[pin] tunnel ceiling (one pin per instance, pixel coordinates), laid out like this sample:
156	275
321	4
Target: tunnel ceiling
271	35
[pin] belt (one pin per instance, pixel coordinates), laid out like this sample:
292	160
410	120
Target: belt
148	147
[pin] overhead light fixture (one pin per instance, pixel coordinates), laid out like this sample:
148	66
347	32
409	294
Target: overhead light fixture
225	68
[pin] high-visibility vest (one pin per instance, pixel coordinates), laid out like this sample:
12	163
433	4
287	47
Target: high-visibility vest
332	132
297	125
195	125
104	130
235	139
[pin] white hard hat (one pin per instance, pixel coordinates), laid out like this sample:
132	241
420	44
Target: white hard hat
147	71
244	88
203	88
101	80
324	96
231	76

○ ○ ○ ○

*INSTRUCTIONS FOR THE TASK:*
All lines from the one holding "Target: tunnel ceiling" through the final line of the material must be set down exactly, and nothing else may be added.

*RESPONSE TO THE TASK:*
Target: tunnel ceiling
271	35
[pin] belt (one pin per instance, pixel coordinates), laid out like this sample:
292	160
410	120
Target: belt
148	147
[pin] overhead light fixture (one pin per instance, pixel coordinates), laid out like this sample:
148	66
347	32
409	294
Target: overhead light fixture
225	68
[pin] high-visibility vest (one pin per instance, pixel coordinates), laid out like this sample:
12	163
433	4
287	47
Target: high-visibility vest
332	132
297	125
195	125
104	130
235	139
[pin] white hard hat (one pin per instance, pixel coordinates), laid out like this sample:
132	241
420	44
Target: white hard hat
147	71
244	88
203	88
101	80
324	96
231	76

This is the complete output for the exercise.